> **Task instructions**
The records that follow need to be output exactly as they are.

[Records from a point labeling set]
-------

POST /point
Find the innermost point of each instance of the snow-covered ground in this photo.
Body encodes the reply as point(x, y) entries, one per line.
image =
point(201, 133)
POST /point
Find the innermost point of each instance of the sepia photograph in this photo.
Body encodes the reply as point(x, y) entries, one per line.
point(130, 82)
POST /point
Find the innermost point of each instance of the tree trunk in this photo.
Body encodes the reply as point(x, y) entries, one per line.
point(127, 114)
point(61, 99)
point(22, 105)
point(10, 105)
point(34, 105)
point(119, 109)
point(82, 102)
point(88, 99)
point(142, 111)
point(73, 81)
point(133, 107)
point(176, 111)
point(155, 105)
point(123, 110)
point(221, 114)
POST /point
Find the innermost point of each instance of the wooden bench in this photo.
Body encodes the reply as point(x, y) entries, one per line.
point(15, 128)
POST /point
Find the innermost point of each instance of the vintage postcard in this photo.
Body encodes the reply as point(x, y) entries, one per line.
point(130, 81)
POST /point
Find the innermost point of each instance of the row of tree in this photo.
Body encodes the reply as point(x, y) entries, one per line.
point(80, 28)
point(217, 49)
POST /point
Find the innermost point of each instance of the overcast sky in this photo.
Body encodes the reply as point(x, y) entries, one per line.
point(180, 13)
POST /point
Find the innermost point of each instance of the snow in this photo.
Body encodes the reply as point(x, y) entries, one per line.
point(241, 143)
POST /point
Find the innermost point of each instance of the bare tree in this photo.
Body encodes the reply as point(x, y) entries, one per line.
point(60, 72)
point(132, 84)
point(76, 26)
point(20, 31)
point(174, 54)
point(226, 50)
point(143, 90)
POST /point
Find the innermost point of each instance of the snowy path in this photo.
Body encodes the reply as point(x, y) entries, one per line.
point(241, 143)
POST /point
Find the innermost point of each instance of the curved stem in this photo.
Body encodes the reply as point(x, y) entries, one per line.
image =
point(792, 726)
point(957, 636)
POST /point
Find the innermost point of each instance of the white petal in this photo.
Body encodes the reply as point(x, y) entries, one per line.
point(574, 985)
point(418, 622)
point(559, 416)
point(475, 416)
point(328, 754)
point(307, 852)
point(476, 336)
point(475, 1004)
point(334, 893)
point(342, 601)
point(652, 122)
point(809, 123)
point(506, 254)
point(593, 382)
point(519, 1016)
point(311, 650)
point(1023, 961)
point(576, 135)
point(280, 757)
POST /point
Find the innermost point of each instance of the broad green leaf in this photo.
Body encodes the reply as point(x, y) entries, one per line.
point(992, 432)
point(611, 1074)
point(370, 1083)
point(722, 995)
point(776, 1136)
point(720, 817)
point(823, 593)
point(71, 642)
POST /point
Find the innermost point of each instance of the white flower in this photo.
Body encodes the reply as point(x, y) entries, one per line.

-------

> **Answer to this exercise**
POST /point
Find the innermost point of each instance of the snow-covered ground in this photo.
Body encodes the reply as point(x, y) entries, one per line.
image =
point(201, 133)
POST /point
Find the innermost point of each instance of the sepia photograph in this photo.
Body encodes the reply as point(x, y) entries, one per line.
point(130, 82)
POST /point
Find the innermost point of each instance of the tree trunk in this photo.
Body encodes the reply as point(x, y) entries, one per line.
point(127, 114)
point(61, 99)
point(22, 105)
point(10, 105)
point(34, 105)
point(119, 109)
point(82, 102)
point(88, 99)
point(142, 111)
point(73, 81)
point(133, 107)
point(176, 111)
point(155, 105)
point(123, 110)
point(221, 114)
POST /point
Find the innermost point of each instance of the wooden bench in this photo.
Body encodes the reply as point(x, y) entries, one per line.
point(15, 128)
POST /point
Find the innermost point of each instance of the vintage postcard in this photo.
Body encodes the reply as point(x, y) entries, one per line.
point(130, 81)
POST /point
Find the innermost point of each instance of the row of tree in this photo.
Body encodes the reply as point(x, y) entries, one per line.
point(80, 28)
point(217, 49)
POST /point
Find the innermost point of each instance of the overcast sky in this photo.
Body encodes the reply as point(x, y) entries, one per line.
point(180, 13)
POST /point
Find the innermost point of each instance of the snow in this photo.
Body encodes the reply as point(x, y) entries, one per line.
point(241, 143)
POST /point
Find the innermost point of each instance of the bare tree in this photo.
Body encodes the reply as point(x, y) entries, one per line.
point(60, 72)
point(132, 84)
point(76, 26)
point(20, 31)
point(174, 54)
point(226, 50)
point(143, 90)
POST /point
Find the innermost point of each instance of the snowy path in this photo.
Body encodes the reply as point(x, y) entries, one per line.
point(241, 143)
POST /point
Find the innermost point of each instance of the curved stem in this photo.
Body encodes the reply as point(x, y) entries, one per line.
image =
point(792, 726)
point(957, 636)
POST /point
Find the innermost point of each instance of the white petal in this photo.
Body encodes the reply as point(x, y) entries, one per line.
point(574, 985)
point(418, 622)
point(559, 416)
point(475, 416)
point(328, 754)
point(307, 852)
point(476, 336)
point(475, 1004)
point(334, 893)
point(342, 601)
point(652, 122)
point(809, 123)
point(506, 254)
point(593, 382)
point(519, 1016)
point(311, 650)
point(1023, 961)
point(576, 135)
point(280, 757)
POST /point
Find the innermost point of each instance of the broad green leaf in this photo.
Body encodes the reply as point(x, y) entries, one per line.
point(992, 432)
point(611, 1074)
point(370, 1083)
point(722, 995)
point(776, 1136)
point(720, 817)
point(823, 593)
point(71, 642)
POST /point
Find the innermost point of each instance of the white flower in this photo.
Body encodes the reply as point(x, y) entries, one per line.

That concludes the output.